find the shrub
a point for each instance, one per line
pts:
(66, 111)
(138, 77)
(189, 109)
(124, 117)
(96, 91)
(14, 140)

## OBJECTIVE
Rescale the listing above by writing out all of its lines again, requests included, with every coordinate in the answers multiplied by 2.2 and rounded to the nearest whole number, halves rounding up. Leave the numbers in the requests unchanged.

## SOLUTION FOR THIS EXERCISE
find the shrub
a point for each instance, one per line
pts:
(145, 244)
(304, 169)
(416, 240)
(273, 257)
(211, 200)
(31, 308)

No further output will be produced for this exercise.